→ Collected data entries:
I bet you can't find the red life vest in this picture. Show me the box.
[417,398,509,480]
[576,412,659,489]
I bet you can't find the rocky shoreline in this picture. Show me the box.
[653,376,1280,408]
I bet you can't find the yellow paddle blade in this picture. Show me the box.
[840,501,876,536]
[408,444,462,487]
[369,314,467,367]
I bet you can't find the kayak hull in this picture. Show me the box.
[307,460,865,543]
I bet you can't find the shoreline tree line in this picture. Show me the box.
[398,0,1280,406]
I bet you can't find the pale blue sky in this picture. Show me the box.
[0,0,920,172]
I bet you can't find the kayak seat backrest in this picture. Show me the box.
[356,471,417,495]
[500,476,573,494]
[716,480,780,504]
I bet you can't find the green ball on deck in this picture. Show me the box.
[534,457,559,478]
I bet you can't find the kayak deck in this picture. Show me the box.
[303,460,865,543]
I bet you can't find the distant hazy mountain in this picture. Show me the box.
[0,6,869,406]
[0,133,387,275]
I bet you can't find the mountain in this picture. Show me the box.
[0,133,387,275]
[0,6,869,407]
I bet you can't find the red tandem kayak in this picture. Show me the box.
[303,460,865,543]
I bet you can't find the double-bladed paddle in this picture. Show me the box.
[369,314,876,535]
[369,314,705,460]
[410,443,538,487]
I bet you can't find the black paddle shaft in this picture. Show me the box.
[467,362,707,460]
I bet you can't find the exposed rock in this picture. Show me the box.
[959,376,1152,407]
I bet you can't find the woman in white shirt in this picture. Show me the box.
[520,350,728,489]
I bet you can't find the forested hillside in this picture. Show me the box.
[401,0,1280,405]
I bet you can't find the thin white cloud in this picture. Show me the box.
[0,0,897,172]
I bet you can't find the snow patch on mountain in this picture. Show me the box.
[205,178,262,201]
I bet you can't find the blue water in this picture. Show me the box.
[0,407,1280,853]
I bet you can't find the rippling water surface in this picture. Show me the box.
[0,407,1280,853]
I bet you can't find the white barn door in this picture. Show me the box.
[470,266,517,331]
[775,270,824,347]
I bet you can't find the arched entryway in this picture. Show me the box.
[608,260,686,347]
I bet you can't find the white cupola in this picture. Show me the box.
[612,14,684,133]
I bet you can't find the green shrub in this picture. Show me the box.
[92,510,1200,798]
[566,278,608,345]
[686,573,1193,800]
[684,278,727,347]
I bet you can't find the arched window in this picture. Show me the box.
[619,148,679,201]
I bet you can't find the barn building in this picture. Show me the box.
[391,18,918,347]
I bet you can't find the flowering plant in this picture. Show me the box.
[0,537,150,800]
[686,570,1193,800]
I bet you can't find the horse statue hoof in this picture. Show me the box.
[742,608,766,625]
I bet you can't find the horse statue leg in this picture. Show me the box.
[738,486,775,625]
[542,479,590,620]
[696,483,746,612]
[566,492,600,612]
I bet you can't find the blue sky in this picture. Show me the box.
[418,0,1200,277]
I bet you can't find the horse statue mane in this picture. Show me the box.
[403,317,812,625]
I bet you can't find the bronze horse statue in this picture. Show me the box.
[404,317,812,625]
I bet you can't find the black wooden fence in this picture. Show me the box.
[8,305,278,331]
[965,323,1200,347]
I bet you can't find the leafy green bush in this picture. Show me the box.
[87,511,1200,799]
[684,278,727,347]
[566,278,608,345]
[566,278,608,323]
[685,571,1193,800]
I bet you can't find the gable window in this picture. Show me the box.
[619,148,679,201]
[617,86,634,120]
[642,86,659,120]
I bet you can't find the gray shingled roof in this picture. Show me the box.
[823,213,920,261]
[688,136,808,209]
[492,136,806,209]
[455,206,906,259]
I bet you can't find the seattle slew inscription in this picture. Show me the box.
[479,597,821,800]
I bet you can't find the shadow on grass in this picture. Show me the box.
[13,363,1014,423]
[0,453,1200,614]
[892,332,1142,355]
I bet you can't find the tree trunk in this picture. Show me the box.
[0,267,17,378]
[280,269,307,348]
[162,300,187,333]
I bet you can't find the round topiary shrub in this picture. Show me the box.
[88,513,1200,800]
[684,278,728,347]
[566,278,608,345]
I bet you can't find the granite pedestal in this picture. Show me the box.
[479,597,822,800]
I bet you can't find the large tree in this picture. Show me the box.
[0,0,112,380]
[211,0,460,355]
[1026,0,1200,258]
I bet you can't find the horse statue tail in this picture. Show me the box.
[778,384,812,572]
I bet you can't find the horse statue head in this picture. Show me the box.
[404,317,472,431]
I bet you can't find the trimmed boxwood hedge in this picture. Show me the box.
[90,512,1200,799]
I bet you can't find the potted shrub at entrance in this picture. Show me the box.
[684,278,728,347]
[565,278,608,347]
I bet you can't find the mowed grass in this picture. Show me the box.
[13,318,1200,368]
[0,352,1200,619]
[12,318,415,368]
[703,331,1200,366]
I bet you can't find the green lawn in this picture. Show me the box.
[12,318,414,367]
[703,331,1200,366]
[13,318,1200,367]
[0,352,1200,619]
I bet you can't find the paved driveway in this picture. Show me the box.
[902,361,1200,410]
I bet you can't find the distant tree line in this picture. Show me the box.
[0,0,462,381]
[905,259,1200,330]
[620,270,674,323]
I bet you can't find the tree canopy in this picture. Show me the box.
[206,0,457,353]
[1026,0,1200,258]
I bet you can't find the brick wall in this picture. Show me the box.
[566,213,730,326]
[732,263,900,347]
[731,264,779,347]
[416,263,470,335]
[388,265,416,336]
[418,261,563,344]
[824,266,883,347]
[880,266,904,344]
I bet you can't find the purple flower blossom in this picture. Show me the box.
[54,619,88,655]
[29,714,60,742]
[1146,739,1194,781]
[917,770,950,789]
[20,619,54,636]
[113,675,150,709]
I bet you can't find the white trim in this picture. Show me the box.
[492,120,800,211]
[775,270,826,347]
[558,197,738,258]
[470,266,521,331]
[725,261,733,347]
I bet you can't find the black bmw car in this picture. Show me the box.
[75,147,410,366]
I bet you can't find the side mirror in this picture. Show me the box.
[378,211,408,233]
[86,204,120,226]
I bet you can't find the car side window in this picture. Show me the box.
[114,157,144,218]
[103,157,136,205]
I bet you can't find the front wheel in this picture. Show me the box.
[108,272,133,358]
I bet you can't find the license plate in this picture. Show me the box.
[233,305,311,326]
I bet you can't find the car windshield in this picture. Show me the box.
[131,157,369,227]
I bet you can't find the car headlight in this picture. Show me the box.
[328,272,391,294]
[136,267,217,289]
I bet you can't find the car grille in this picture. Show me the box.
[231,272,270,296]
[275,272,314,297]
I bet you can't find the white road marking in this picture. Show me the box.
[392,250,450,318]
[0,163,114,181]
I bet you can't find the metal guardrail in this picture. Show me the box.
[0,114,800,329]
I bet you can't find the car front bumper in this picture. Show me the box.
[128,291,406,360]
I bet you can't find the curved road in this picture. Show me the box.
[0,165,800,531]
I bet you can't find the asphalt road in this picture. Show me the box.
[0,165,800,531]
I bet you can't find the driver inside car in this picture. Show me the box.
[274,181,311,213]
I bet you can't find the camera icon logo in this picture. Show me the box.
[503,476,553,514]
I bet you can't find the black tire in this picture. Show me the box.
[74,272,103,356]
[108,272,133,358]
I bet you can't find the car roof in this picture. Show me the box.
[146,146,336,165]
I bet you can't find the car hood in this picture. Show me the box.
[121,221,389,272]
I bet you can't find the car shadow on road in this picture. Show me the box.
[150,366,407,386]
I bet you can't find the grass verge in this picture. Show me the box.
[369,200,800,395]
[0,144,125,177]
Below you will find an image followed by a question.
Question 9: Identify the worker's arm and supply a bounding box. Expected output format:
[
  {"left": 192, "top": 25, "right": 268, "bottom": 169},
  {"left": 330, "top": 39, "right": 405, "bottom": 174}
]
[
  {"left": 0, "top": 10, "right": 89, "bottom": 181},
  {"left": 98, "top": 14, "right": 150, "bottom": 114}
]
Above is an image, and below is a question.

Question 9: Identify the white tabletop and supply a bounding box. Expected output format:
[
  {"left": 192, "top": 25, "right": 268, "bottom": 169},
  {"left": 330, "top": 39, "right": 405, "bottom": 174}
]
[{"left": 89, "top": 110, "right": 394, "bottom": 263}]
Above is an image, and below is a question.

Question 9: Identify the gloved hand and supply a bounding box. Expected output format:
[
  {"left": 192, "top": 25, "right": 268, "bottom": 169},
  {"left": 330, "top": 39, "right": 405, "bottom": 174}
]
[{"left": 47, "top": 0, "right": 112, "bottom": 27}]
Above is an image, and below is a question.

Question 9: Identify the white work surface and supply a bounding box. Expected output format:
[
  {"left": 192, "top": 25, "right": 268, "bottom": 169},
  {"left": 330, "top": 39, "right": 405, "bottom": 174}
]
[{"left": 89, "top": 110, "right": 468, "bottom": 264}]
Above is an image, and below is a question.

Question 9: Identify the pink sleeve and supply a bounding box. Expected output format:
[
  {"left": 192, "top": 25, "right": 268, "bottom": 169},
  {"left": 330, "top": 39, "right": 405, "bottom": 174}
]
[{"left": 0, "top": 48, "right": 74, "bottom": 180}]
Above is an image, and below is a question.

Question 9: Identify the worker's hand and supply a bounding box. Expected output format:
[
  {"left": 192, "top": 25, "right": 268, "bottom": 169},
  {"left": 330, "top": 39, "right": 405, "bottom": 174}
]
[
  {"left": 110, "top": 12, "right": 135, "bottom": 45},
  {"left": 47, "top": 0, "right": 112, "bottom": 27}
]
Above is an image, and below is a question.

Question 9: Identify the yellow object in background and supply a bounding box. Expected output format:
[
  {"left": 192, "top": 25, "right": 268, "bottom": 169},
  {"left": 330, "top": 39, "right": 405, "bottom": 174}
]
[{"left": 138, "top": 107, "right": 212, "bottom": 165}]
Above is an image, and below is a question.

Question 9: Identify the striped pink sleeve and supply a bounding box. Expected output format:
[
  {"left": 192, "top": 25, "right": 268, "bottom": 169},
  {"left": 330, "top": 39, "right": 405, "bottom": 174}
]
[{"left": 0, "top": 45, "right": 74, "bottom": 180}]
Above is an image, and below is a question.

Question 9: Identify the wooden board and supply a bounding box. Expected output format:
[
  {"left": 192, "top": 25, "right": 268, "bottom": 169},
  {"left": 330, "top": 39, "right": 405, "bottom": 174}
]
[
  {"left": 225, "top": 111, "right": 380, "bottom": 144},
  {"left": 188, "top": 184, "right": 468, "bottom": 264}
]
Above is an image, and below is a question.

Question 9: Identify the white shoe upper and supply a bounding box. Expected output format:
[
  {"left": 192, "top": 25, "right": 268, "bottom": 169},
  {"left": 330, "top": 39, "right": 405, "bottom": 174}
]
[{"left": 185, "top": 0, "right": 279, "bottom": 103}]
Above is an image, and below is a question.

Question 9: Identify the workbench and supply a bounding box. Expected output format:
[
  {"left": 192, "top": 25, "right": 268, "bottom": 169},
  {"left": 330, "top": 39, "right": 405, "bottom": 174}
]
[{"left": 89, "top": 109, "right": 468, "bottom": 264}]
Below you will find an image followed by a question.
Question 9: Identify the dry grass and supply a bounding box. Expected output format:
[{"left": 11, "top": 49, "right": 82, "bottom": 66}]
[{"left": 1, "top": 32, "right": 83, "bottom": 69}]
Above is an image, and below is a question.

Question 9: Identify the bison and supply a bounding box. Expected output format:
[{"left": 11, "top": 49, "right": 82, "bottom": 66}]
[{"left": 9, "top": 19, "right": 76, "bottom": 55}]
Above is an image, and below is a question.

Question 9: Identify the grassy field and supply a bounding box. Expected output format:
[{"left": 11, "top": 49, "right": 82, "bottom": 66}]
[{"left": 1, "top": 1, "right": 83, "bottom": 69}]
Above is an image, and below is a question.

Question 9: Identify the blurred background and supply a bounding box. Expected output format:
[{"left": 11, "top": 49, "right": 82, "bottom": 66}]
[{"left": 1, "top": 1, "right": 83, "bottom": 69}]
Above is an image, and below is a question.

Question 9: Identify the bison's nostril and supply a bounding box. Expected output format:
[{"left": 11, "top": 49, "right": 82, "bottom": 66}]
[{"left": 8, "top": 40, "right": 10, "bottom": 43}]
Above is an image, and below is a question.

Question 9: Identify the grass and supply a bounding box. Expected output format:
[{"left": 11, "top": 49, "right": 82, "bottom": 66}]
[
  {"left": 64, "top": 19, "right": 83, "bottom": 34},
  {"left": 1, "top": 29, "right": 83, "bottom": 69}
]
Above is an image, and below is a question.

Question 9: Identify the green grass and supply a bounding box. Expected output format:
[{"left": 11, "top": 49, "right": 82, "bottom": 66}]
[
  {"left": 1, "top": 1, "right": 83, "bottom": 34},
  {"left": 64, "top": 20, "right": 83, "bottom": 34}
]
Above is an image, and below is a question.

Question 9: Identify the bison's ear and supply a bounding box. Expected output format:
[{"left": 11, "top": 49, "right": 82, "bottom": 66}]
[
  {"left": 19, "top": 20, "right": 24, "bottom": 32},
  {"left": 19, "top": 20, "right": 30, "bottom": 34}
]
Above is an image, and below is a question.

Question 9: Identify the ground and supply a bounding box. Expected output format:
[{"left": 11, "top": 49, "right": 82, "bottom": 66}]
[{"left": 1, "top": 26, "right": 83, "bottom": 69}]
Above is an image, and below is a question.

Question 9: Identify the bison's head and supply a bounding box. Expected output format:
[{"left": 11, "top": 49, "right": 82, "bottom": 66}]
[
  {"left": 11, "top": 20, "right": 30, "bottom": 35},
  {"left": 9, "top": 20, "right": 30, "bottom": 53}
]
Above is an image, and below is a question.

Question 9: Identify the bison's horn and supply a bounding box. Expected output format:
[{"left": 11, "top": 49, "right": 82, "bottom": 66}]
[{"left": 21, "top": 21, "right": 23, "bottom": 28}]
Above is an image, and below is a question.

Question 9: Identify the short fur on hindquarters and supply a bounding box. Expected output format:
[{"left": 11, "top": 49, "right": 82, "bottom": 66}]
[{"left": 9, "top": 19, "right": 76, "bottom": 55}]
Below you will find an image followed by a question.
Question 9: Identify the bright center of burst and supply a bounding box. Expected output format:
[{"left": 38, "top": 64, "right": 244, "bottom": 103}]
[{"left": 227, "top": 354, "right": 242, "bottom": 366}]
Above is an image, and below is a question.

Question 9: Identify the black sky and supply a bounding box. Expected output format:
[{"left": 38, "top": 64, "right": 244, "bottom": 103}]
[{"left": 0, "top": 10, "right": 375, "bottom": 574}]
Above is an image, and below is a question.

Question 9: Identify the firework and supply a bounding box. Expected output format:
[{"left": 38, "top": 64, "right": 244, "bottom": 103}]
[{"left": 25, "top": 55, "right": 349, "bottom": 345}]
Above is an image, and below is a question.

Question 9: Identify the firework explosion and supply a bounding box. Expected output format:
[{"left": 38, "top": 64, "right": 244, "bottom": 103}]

→ WHAT IS BEING ASKED:
Copy out the rows from the line with "I bet you can't find the car headlight" through the line with "[503,476,553,514]", requests included, and shift every coordinate in the answers up by 136.

→ RESULT OF THIS TASK:
I bet you can't find the car headlight in this picture. Show me the box.
[464,408,527,430]
[272,403,353,425]
I bet you can't find the car grille in this picture. Show me the box.
[367,408,406,432]
[411,408,450,433]
I bet you can't find the white road marking in this picture. Show me the box.
[528,386,586,454]
[136,299,250,317]
I bet you can't find the metal guardrail in this picture. Show me the box.
[136,250,936,465]
I bet you can't find the car front bumper in this picture. Show me the box.
[264,427,542,496]
I bet you can't find the curved road in this picture. Show me the box.
[136,301,936,667]
I bet you can't find the asphalt road in this picture. Show me the box.
[136,301,936,667]
I bet you can't find the driver inside car in this picture. Show me the box.
[410,317,447,349]
I bet you can't find the camera icon logo in this picture. Show me the box.
[639,612,689,650]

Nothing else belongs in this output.